**GOAL A**
In the property management advice, why does every person who wants to move into a managed property have to fill out an application form?

**PROVIDED TEXT**
++++++

Archive for April, 2019

Property Management Advice from Sabine Slade

My name is Sabine Slade and I live with my husband in Kawerau. I came to New Zealand 26 years ago from Berlin, Germany. We own a number of investment properties throughout the Bay of Plenty which I manage myself.  A couple of years ago, other investors started to approach me about their properties and I now manage investment properties for others as well.

I find that being a Property Manager takes patience and the ability to deal with many different personality types, which is a challenge I thrive on.

Tips on looking for new tenants

I locate tenants through a mixture of advertising in the local papers and online via Trade Me.

Interested parties fill out an application form that includes a privacy waiver clause so that I can conduct full reference and credit checks. Sometimes searching for a new tenant can be an adventure, I have seen people give false details on the application form about their employment, credit rating or where they live. I often will have a browse on the internet as part of the checks for my clients. Social media sites can be helpful as well as the Tenancy Information New Zealand (T.I.N.Z) database.

From time to time smaller towns can have problems with unemployment and gang related issues, so every person who wants to move into a property I manage, has to fill out an application form, thus eliminating the chance that the well dressed, well-spoken and mannered working mother, gets the house and then has her gang affiliated partner moving in with her.  This may sound onerous, however there are usually fewer people looking to rent in smaller towns compared to the larger cities, so a strict vetting process  is much preferable than dealing with a bad tenant later on.

++++++

**ENTRIES**
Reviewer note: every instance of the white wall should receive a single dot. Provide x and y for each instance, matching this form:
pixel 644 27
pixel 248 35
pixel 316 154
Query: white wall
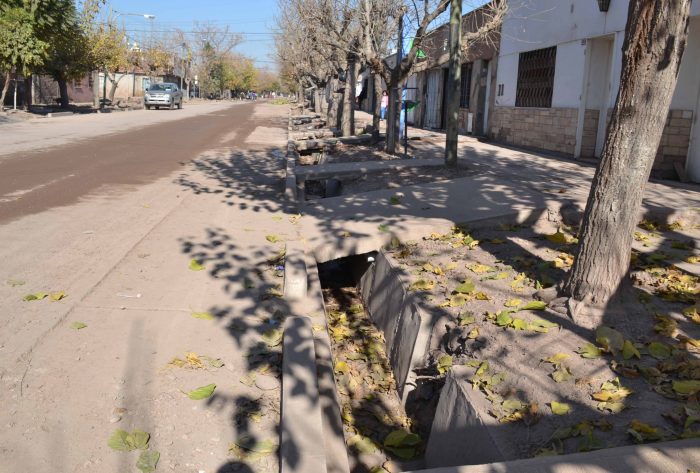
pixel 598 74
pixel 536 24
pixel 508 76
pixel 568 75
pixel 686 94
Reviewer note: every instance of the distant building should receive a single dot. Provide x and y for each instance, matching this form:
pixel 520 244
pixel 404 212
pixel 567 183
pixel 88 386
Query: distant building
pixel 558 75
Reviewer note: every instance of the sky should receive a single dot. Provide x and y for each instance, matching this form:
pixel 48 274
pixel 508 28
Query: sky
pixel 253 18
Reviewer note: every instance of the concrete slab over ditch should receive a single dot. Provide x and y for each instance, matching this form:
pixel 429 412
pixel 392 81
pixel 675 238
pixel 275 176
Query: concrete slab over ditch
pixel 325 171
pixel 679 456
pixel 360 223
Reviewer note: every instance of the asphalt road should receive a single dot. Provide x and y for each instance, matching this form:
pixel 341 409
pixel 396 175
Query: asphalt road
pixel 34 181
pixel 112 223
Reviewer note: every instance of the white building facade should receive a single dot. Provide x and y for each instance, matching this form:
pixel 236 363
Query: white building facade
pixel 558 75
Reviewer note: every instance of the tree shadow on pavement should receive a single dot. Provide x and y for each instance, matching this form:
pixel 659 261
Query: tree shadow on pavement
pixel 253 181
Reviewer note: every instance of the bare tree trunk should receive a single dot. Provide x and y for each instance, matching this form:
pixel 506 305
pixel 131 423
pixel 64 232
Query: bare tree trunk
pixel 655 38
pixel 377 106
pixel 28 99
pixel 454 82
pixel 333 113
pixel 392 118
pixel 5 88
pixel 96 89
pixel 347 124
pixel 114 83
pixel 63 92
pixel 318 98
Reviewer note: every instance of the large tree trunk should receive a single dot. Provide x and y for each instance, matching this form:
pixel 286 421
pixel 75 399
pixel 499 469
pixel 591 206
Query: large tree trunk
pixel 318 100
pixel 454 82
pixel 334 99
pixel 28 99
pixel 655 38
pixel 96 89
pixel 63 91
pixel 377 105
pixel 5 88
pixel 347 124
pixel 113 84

++++++

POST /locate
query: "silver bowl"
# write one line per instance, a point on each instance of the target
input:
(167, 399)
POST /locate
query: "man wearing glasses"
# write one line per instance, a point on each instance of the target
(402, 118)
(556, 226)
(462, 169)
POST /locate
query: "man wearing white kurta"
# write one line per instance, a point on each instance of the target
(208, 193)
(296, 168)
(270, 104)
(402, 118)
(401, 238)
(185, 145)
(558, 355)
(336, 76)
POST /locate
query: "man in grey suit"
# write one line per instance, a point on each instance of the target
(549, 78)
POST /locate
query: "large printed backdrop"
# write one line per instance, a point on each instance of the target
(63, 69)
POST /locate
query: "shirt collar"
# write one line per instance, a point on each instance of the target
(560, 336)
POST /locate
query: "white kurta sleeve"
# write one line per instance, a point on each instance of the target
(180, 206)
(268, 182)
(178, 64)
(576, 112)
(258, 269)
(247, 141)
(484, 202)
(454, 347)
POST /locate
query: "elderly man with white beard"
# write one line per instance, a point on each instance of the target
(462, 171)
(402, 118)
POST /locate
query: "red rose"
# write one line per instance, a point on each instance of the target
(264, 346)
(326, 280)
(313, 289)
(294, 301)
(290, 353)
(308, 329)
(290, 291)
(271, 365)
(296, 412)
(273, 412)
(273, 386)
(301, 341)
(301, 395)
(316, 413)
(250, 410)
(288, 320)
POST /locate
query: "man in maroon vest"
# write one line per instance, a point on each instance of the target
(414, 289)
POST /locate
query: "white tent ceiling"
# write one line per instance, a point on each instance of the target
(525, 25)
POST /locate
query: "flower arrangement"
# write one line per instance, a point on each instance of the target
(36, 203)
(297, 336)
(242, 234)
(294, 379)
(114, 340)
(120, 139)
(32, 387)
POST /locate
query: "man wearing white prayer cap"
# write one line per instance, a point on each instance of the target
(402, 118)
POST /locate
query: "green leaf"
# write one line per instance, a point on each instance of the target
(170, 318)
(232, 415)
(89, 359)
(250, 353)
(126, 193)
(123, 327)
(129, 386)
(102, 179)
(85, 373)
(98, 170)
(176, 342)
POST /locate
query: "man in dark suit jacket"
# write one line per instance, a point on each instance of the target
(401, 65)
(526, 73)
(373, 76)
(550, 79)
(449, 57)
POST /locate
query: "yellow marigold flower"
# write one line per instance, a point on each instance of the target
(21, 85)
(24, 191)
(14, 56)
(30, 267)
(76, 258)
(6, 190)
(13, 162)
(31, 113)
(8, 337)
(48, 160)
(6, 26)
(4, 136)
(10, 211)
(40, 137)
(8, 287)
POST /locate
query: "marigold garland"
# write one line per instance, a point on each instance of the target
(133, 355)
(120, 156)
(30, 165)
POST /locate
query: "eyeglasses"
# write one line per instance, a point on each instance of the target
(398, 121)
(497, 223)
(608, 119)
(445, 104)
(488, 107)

++++++

**GOAL B**
Rewrite only the rows from the line with "Reviewer note: every instance of the bare" to the line with "pixel 113 84", replacing "trunk" with "stem" and keeping everything else unchanged.

**COMPLETE OUTPUT A**
Requiring a form from every person rules out a well-presented applicant getting the house and then having a gang-affiliated partner move in. Smaller towns can have problems with unemployment and gang-related issues. Because fewer people look to rent there than in larger cities, strict vetting is preferable to dealing with a bad tenant later on.

**COMPLETE OUTPUT B**
Reviewer note: every instance of the bare tree stem should receive a single dot. Provide x and y for each instance, matching this form:
pixel 506 305
pixel 131 423
pixel 64 232
Query: bare tree stem
pixel 655 38
pixel 377 106
pixel 28 99
pixel 454 82
pixel 333 113
pixel 392 118
pixel 5 88
pixel 96 89
pixel 347 124
pixel 114 83
pixel 63 92
pixel 318 98
Reviewer note: every instance of the large tree stem should receive a single dot. Provide x and y for each instance, matching this form:
pixel 286 421
pixel 75 399
pixel 499 469
pixel 591 206
Query: large tree stem
pixel 318 100
pixel 454 82
pixel 334 99
pixel 28 99
pixel 655 38
pixel 96 89
pixel 63 91
pixel 377 105
pixel 5 88
pixel 347 124
pixel 113 84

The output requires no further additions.